**Activity:** Print out the data precisely as it appears here, with no pictures.

**Dataset records:**
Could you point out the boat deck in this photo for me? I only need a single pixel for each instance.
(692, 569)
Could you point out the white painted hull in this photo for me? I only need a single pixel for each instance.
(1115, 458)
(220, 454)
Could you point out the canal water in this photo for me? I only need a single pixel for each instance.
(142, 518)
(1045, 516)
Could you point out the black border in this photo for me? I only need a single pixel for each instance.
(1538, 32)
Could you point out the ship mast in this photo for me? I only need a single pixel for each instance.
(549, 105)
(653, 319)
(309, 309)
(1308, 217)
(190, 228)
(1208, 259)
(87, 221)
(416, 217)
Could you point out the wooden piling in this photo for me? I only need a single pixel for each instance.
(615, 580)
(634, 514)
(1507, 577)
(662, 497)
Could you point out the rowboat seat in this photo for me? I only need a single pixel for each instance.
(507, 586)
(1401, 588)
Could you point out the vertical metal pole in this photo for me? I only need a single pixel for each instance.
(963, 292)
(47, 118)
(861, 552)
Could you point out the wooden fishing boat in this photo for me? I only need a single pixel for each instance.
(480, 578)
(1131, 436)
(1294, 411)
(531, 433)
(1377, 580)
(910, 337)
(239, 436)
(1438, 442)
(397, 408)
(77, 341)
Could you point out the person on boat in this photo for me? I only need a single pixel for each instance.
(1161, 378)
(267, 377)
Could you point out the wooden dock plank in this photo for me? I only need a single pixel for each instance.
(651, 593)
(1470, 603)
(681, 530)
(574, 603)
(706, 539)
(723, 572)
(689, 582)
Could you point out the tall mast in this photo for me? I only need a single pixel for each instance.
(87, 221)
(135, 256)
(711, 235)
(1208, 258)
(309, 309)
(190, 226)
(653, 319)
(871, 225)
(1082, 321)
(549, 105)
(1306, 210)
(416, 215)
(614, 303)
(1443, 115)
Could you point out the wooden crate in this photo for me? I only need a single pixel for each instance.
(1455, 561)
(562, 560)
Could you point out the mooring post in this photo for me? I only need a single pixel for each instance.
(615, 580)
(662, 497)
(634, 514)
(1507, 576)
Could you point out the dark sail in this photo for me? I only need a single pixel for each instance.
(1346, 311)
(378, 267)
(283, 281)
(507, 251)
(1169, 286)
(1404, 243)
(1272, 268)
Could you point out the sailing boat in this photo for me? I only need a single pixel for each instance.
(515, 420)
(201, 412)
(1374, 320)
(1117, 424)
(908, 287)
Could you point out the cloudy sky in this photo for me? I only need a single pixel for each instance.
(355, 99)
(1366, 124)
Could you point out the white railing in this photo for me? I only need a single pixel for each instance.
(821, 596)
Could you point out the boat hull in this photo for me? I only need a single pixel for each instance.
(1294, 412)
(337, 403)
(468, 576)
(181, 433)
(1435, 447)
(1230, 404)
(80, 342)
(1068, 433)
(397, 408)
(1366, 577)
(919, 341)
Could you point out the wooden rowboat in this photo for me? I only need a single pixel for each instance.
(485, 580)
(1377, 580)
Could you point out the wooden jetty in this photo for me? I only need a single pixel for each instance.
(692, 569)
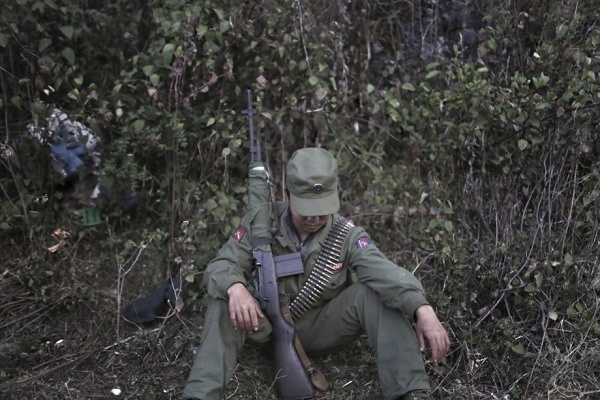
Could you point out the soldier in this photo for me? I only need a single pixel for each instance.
(382, 302)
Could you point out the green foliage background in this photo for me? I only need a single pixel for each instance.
(466, 134)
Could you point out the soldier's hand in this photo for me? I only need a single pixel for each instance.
(244, 311)
(430, 329)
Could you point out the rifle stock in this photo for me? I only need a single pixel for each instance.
(291, 382)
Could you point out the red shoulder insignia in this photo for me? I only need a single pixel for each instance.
(337, 266)
(239, 233)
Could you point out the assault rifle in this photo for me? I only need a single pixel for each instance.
(292, 381)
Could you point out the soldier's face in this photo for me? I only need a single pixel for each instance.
(307, 225)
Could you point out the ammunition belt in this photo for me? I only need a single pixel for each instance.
(324, 268)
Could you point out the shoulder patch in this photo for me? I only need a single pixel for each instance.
(337, 266)
(363, 241)
(239, 233)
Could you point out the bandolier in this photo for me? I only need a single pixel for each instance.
(324, 268)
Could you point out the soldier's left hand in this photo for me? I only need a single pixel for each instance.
(430, 330)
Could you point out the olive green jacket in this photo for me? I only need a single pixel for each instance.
(396, 287)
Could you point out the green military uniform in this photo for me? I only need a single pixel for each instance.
(382, 303)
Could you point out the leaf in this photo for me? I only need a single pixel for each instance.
(67, 30)
(561, 31)
(522, 143)
(4, 39)
(69, 55)
(44, 43)
(409, 86)
(432, 74)
(211, 204)
(139, 124)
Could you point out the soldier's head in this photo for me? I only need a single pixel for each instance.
(312, 182)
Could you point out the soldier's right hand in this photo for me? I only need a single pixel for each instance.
(244, 311)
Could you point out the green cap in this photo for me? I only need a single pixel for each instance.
(311, 178)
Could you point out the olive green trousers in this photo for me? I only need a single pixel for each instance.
(355, 311)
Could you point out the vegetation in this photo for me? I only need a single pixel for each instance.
(466, 133)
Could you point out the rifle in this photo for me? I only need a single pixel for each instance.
(292, 381)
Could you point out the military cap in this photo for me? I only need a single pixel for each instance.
(312, 181)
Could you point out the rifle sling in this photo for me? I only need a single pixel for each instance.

**Solution to this task:**
Could you point out the boat deck in this photo for me? I only need a single pixel for each instance.
(692, 569)
Could you point out the white painted hull in this photo for me? I only need a single pixel for each instance.
(1115, 458)
(220, 454)
Could you point out the canal water in this photo for me? I only need a single pixel for each instance.
(142, 518)
(1045, 516)
Could you point out the black border in this photo for me? I only need a single pixel for each instance.
(1538, 32)
Could you point out the ship mast in this photo for me? I only need a single pixel for each instance.
(549, 105)
(653, 319)
(309, 309)
(1308, 217)
(190, 228)
(1208, 259)
(87, 221)
(416, 217)
Could you point out the wooden piling in this photo for me? I only need a single pixel for each instance.
(615, 580)
(634, 514)
(1507, 577)
(662, 497)
Could you point out the rowboat seat in this photo for me? I only need a single pixel for each instance.
(507, 586)
(1401, 588)
Could you point out the vertical metal pole in this photo for me? I only need a single pixel for each instance.
(963, 292)
(47, 118)
(861, 552)
Could you point out the wooden fishing boat in this photo for me? I only need a single pixel for each instance.
(480, 578)
(1131, 436)
(1294, 411)
(531, 433)
(1377, 580)
(910, 337)
(239, 436)
(1438, 442)
(397, 408)
(77, 341)
Could you point out the person on boat in this photo for me? I only need a single pixel for each instance.
(1161, 378)
(267, 377)
Could you point out the wooden dock plank in this photo for me? I only need a single pixel for each instance.
(651, 593)
(1470, 603)
(681, 530)
(574, 603)
(706, 539)
(723, 572)
(689, 582)
Could you point out the tall mast in this photo for me? I only need a single pixel for each instance.
(87, 221)
(135, 256)
(711, 235)
(1208, 258)
(309, 309)
(190, 226)
(653, 319)
(871, 225)
(1082, 321)
(549, 105)
(1306, 210)
(416, 215)
(614, 303)
(1443, 115)
Could you point out the wooden crate in this photo for me? I only need a single pixel for each instance.
(1455, 561)
(562, 560)
Could you point out the mooring post in this photo for me? I only need a single pixel for each instance.
(615, 580)
(662, 497)
(634, 514)
(1507, 576)
Could you point out the dark sail in this photo for me? I only need a single pixel for each instance.
(1346, 311)
(378, 267)
(283, 281)
(507, 251)
(1169, 286)
(1404, 243)
(1272, 268)
Could you point out the sailing boat in this photo for me? I only need a single pixel for each instance.
(515, 420)
(201, 412)
(1374, 320)
(1117, 424)
(908, 287)
Could you point out the cloudy sky in this photo for me? I only need a single pixel for each instance.
(355, 99)
(1366, 124)
Could you point out the white railing in this photo for me? I only need a single pixel for each instance.
(821, 596)
Could you point out the boat hull in this photo for me? I only need a single pixel for each instance.
(1294, 412)
(337, 403)
(468, 576)
(181, 433)
(1435, 447)
(1230, 404)
(80, 342)
(1068, 433)
(397, 408)
(1366, 577)
(919, 341)
Could you point out the wooden rowboat in this photo for me? I only need a single pixel for each instance.
(485, 580)
(1377, 580)
Could you point out the wooden jetty in this photo for me? I only need a single pixel for each instance.
(692, 569)
Could you point out the soldier in this photo for me? I only need a single pixel for each instance.
(382, 302)
Could you point out the green foliage background in this photo for me? I only need a single pixel for each instance.
(466, 134)
Could you point out the soldier's hand in this photo for me? I only need a single pixel for each instance.
(244, 311)
(430, 329)
Could you point out the rifle stock in this photo for me? I only need a single pixel for each instance.
(291, 382)
Could you point out the red shoulder insignia in this photo for me? I only need a single pixel for each instance.
(337, 266)
(239, 233)
Could you point out the assault rifle in this photo for me? I only need a single pixel for each instance.
(292, 381)
Could you point out the soldier's face in this photo for me? I only need a single pixel for each instance.
(307, 225)
Could you point out the ammunition belt in this photo for me? I only need a single pixel for each instance.
(324, 268)
Could you point out the shoulder patch in this photo for me? I only need a single pixel for each instance.
(337, 266)
(363, 241)
(239, 233)
Could you point out the bandolier in this photo for me? I only need a single pixel for each instance.
(324, 268)
Could you point out the soldier's left hand in this photo for me? I only need a single pixel for each instance.
(430, 330)
Could you point out the olive green jacket in this photo for me? I only need a single pixel for each instance.
(396, 287)
Could you point out the green military uniform in this photo for me? I only need a single pixel for each instance.
(382, 303)
Could you point out the leaf in this photo for me? I only need a single pixel for each instance.
(67, 30)
(561, 31)
(522, 143)
(4, 39)
(69, 55)
(44, 43)
(409, 86)
(432, 74)
(211, 204)
(139, 124)
Could you point out the soldier's head in this photo for me? I only need a single pixel for each instance.
(312, 182)
Could you point out the soldier's right hand in this photo for me? I only need a single pixel for each instance.
(244, 311)
Could you point out the green cap in this photo for me? I only need a single pixel for each instance.
(311, 178)
Could you point out the olive green trousers in this photo for me? I only need a single pixel for each instance.
(355, 311)
Could you point out the vegetation in this photo for me? I only need a single pixel for each instance.
(466, 133)
Could you point out the rifle in this photo for me? I only need a single pixel for each instance.
(292, 381)
Could you point out the military cap in this photo for me? I only need a single pixel for each instance.
(312, 181)
Could you point out the rifle sling in this photo for me? I only need a single pixel for each instance.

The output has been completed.